- _Reading passage_:
[Start of section]

Carrying Less, Accessing More
Over the last year or so, my relationship with travel technology has been quietly shifting. It started as a pretty straightforward "pack lighter" project, but it's turned into something more interesting; connected to how I think about stress, attention, and what I actually want technology to do for me as I get older.
For most of my career, I approached travel the way I'd approach infrastructure: plan for failure, build in redundancy, carry optionality. Extra chargers, backup batteries, multiple cables, laptop, tablet, two phones, adapters. I wasn't just packing gear; I was packing contingency. In enterprise IT, that instinct is a feature. In daily life, for someone with an anxiety disorder, it can become something else entirely: a very convincing way to let anxiety operate unchecked while calling it thoroughness.
The shift started when I stopped theorizing and started experimenting. Smaller bag. Fewer chargers. Leaving devices behind intentionally and seeing what actually broke. The answer, most of the time, was nothing.
I moved from a 20L structured tech backpack to an 18L lifestyle bag and got serious about what actually earned a spot in it. On paper, two liters sounds trivial. In practice the difference in size, weight, and profile is dramatic; one is built around gear, the other is built around a person. That exercise forced a useful distinction between three categories of gear: things I genuinely need, things specific to a particular trip, and things I carry because they make me feel prepared, which isn't the same thing at all. That last category turned out to be bigger than I expected.

[End of section]

- _Exercise instructions_:
1 - Please set down the essay on carrying less from "Carrying Less, Accessing" up to and including "I get older.".
2 - For each statement, answer yes or no according to the essay on carrying less, and quote the words that decide it. (a) The writer switched from a 20L backpack to an 18L bag. (b) Leaving devices behind usually caused something to break. (c) The category of gear carried to feel prepared proved smaller than the writer expected.
The records are separate material, unconnected to the essay on carrying less.

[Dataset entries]
[Start of section]

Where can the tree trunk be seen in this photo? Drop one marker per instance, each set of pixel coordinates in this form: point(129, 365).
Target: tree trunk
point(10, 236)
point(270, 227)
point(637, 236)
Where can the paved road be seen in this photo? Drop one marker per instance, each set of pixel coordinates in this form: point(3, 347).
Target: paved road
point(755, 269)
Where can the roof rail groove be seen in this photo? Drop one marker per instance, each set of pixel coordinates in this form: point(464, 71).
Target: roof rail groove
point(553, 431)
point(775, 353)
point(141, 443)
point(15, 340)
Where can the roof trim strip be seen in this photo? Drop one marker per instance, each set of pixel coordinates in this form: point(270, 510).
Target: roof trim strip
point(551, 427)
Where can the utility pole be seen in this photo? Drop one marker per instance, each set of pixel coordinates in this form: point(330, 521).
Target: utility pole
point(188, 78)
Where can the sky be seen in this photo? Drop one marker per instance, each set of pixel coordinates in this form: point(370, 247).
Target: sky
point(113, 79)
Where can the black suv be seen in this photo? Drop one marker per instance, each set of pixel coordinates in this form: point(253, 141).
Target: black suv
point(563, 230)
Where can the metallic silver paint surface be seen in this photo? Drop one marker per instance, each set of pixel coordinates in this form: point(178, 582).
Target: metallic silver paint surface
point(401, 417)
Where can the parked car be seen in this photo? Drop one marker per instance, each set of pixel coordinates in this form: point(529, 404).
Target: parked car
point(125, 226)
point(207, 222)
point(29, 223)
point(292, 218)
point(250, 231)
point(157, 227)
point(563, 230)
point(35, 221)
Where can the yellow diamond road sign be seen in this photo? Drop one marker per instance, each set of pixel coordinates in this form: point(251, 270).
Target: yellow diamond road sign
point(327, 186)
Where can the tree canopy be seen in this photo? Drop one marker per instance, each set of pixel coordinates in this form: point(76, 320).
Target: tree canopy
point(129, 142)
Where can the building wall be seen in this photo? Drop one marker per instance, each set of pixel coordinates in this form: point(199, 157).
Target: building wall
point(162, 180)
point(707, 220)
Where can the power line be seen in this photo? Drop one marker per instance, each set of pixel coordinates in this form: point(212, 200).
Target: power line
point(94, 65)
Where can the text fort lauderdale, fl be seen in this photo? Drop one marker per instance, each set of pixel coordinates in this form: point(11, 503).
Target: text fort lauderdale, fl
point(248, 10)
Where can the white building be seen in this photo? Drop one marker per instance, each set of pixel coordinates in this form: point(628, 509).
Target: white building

[End of section]

- _Problem solutions_:
1 -
Carrying Less, Accessing More
Over the last year or so, my relationship with travel technology has been quietly shifting. It started as a pretty straightforward "pack lighter" project, but it's turned into something more interesting; connected to how I think about stress, attention, and what I actually want technology to do for me as I get older.

2 -
(a) Yes: "I moved from a 20L structured tech backpack to an 18L lifestyle bag"
(b) No: "The answer, most of the time, was nothing."
(c) No: "That last category turned out to be bigger than I expected."